> Extracted information
┄┄┄┄┄┄┄┄┄┄

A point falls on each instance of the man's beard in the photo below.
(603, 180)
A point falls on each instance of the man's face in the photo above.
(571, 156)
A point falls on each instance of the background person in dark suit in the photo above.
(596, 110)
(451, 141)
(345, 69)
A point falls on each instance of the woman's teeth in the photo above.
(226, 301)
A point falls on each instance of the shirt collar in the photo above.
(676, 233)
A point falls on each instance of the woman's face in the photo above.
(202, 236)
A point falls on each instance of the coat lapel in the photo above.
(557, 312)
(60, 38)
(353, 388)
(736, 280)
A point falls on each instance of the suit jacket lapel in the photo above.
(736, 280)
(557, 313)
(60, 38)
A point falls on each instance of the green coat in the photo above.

┄┄┄┄┄┄┄┄┄┄

> Short exercise
In the part of the records that opens with the line containing "A point falls on each instance of the shirt" and closes at the end of the records, substitute "revers" for every "lapel", leaving all else unchanged. Give only that part.

> Response to this task
A point falls on each instance of the shirt collar in the photo above.
(676, 233)
A point falls on each instance of the woman's face in the photo above.
(202, 236)
A point falls on each instance of the coat revers in the photo above.
(557, 312)
(60, 38)
(353, 388)
(736, 280)
A point falls on each instance of the suit jacket revers in the photo above.
(736, 280)
(557, 313)
(60, 38)
A point falls on each instance of the green coat in the photo above.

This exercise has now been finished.